Copy every entry precisely.

RAW DATA:
# # # # # # #
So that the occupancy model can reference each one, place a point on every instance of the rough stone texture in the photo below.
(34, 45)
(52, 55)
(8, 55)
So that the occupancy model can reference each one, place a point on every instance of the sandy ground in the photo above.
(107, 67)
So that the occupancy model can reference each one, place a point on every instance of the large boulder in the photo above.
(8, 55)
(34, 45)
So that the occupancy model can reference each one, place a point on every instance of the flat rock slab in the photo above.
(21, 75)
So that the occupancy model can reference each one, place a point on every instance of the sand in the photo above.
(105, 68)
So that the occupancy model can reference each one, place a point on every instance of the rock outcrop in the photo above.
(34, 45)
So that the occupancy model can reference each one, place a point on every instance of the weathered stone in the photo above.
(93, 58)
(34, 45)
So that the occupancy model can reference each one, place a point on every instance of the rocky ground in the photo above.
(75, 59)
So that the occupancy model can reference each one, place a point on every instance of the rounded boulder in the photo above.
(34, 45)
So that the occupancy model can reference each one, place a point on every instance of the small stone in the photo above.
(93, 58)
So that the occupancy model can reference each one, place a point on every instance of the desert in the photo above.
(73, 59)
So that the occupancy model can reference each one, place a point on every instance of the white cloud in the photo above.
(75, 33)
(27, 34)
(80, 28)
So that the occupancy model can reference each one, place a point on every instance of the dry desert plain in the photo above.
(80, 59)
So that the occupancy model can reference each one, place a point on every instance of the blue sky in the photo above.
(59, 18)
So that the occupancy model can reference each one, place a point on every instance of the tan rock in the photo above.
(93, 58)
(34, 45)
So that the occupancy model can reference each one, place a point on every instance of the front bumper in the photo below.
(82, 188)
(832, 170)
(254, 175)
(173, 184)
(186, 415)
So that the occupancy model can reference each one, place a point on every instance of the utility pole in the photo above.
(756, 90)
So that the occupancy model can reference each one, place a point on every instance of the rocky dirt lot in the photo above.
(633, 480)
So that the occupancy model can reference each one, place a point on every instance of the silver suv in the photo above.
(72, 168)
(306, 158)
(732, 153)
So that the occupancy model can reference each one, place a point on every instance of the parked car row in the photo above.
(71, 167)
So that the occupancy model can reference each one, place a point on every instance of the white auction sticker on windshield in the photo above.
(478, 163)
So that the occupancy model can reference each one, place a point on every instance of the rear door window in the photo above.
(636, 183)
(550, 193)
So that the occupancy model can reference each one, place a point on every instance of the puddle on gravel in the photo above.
# # # # # # #
EXERCISE RESPONSE:
So that the occupancy model can reference each one, place a point on every instance of the rough stone texture in the photo below.
(34, 45)
(52, 55)
(8, 55)
So that the occupancy model can reference each one, place a point on every instance of the sandy ground in the photo above.
(107, 67)
So that the occupancy model can reference each one, place a point on every instance of the large boulder in the photo above.
(8, 55)
(34, 45)
So that the occupancy model can reference each one, place a point on every instance of the flat rock slab in the photo above.
(21, 75)
So that the occupancy model can reference each one, place a point on every instance of the sand in the photo above.
(105, 68)
So that the occupancy model can reference each one, place a point on every instance of the rock outcrop in the photo above.
(34, 45)
So that the occupancy model can reference each one, place a point on every instance of the weathered stone in the photo above.
(93, 58)
(34, 45)
So that the occupancy model can reference each one, place a point on every instance of the rocky ground in the photo above.
(75, 59)
So that the occupancy model can reference each one, place a point on every instance of the rounded boulder in the photo above.
(34, 45)
So that the occupancy model can reference each one, place a point on every instance of the small stone in the photo above.
(93, 58)
So that the occupancy model can reference each one, place a point on every instance of the desert in the photo above.
(73, 59)
So that the occupancy model can reference each one, place a point on every instance of the white cloud in the photo above.
(75, 33)
(27, 34)
(80, 28)
So that the occupancy model can reference each one, place a point on every instance of the dry desert plain in the photo above.
(80, 59)
So that the occupancy model can reference each one, place a point on every instance of the blue sky in the photo above.
(59, 18)
So that the occupancy model can reference each one, place a point on every instance of the tan rock in the photo above.
(93, 58)
(34, 45)
So that the occupancy model can reference each one, place a point on every instance of the front bumper in the photo below.
(82, 188)
(832, 170)
(254, 175)
(173, 184)
(186, 415)
So that the occupancy model can reference each one, place a point on every instance of the utility pole in the photo above.
(756, 90)
So that the occupancy model can reference each one, place a point on every instance of the rocky dirt lot in the photo above.
(633, 480)
So that the occupancy model can reference each one, place a point on every instance of the silver suv in the photo above.
(72, 168)
(306, 158)
(732, 153)
So that the occupancy model can reference each one, place a point on every instance of the parked car row in the photo above.
(71, 167)
So that the occupancy model can reference each one, place a point on every instance of the white auction sticker on windshield in the photo above.
(478, 163)
So that the occupancy model can reference each one, place a point on every instance of the rear door window in the photo above.
(636, 183)
(550, 193)
So that the occupancy model can reference each one, place a point on every instance of the puddle on gravel in the photo above.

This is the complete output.